GIVEN TEXT
^^^^
I’ve been postponing seriously taking on Amit Goswami’s book about Evolution for a while, but it cannot be postponed any longer. The long and short of it is: I have mixed feelings about it. I admire the effort, but the way it’s done isn’t entirely to my taste.
Since the author is a quantum physicist, I should perhaps start with my issues about the underlying quantum mechanics. First off: I’m very glad to see someone take on the logical consequences of quantum mechanics for our world view. It’s tempting to stick with Newtonian physics, but let’s face it: it’s outdated. And physicists have gone too long without trying to explain their craft to ordinary people or even themselves. I had some very smart friends when I studied chemistry in college and they were very happy to not understand what the formula said, as long as they knew how to use them in their calculations (I think most of them must be scientists by now).
This never seemed like a reasonable option to me. And if physicists and theoretical chemists refuse to explain these things, they can’t blame others for trying or for facing up to the philosophical consequences of quantum physics.
Unfortunately though, I think Amit Goswami oversteps his bounds a bit. He doesn’t do much quantum physics in this book – after all, it’s about evolution – but what he does give is just not all right. I’ve learned some quantum physics in college and it just doesn’t jive with what I’m reading here.
Schrödinger’s cat. It’s probably the most famous of quantum experiments – or thought experiments, because there’s no ethical way of doing this experiment. But the point of the experiment is that until observed, the cat is BOTH alive and dead. Goswami goes one step further and suggests that it’s the observer that CHOOSES whether the cat’s alive or dead. So it would make a difference to the cat if the observer were a cat lover: more chance of being alive. And that if there were two observers there’d be a theoretical problem. But the way I’ve always understood the experiment is different: it’s the ACT of observing that does it, not the choosing of the outcome.
^^^^
DATASET EXTRACT
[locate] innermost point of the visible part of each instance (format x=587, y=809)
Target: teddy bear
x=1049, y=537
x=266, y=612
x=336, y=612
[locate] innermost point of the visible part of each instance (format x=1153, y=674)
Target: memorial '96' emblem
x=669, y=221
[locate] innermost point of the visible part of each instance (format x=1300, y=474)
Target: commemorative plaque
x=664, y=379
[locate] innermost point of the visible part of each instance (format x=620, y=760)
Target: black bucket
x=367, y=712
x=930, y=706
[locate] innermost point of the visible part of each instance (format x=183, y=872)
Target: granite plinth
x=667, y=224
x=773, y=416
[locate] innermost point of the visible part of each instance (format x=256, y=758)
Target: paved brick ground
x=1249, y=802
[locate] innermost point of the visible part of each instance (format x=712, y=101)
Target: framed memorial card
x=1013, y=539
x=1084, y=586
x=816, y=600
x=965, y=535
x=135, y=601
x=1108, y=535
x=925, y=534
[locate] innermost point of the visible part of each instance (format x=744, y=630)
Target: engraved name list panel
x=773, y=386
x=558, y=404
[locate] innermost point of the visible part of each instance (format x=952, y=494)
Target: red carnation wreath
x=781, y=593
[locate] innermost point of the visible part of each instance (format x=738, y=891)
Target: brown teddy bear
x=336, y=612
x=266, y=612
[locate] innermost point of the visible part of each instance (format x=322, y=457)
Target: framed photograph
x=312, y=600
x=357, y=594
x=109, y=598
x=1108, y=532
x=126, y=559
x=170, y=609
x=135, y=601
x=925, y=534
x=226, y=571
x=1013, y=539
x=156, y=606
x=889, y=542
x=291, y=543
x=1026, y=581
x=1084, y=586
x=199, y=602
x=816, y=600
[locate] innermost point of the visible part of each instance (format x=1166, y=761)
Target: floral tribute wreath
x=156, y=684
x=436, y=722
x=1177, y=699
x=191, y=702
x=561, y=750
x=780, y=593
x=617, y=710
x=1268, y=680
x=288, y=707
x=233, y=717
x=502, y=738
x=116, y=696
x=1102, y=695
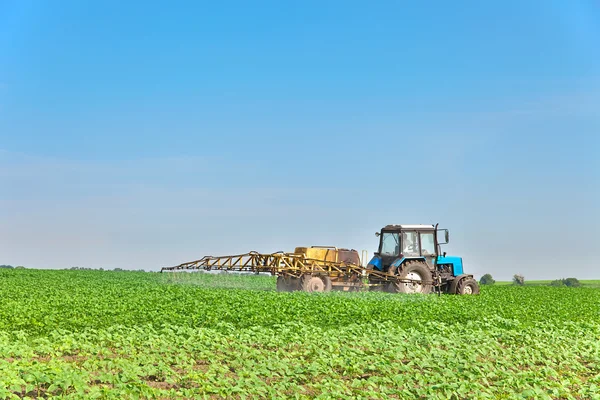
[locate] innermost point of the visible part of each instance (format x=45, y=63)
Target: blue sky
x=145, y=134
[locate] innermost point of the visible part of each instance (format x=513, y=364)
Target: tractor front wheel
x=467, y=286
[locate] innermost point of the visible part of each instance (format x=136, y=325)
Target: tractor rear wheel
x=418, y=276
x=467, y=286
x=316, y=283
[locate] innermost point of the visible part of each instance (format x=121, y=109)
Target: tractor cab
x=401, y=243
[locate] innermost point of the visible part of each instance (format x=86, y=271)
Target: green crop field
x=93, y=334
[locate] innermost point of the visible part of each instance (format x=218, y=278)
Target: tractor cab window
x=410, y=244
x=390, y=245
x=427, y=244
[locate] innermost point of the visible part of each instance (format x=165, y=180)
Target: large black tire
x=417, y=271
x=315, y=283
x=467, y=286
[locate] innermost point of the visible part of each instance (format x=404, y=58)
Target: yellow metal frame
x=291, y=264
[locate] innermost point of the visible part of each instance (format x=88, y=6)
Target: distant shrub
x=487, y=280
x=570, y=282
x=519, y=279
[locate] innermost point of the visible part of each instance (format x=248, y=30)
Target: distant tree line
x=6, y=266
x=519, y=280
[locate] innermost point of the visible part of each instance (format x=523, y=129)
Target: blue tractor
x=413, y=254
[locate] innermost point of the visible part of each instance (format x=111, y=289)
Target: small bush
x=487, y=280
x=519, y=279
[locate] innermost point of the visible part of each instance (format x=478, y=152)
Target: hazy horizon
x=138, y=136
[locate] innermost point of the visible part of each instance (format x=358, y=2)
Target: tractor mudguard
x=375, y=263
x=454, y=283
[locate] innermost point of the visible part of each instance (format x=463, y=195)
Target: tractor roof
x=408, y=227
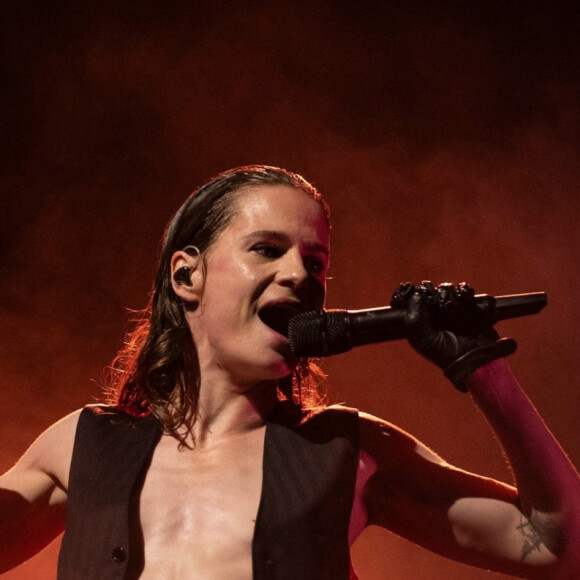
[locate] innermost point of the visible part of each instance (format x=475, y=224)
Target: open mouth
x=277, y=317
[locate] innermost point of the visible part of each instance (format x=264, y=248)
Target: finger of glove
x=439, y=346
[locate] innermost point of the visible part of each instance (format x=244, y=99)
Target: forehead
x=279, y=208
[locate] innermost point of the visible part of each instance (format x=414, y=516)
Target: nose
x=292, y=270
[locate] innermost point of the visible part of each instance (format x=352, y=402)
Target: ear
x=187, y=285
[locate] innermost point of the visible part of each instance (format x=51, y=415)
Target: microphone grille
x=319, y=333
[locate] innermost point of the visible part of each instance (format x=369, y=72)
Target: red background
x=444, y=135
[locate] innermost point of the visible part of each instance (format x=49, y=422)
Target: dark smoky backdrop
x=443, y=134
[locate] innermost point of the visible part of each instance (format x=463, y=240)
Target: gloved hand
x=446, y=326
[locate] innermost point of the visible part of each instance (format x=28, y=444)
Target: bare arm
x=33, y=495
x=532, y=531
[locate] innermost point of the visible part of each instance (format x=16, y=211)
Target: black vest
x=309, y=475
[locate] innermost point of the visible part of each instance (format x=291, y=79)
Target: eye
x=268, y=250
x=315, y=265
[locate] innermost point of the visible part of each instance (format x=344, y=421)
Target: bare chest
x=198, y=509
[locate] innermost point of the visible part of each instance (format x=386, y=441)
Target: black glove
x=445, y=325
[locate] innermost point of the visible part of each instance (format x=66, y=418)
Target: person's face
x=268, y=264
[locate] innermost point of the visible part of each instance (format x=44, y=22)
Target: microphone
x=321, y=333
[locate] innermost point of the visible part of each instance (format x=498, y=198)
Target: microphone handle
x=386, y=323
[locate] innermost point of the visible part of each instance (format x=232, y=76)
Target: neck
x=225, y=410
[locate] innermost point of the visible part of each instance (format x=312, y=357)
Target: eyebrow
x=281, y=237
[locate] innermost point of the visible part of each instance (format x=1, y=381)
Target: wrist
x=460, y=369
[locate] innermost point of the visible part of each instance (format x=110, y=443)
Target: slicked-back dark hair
^^^^
TASK STATEMENT
Answer from the book review:
1. What subject did the reviewer study in college?
2. Why does the review call Schrödinger's cat a thought experiment?
3. In the reviewer's understanding, what brings about the outcome for the cat?

OUTPUT BELOW
1. Chemistry.
2. There is no ethical way of doing the experiment.
3. The act of observing, not the observer's choice of outcome.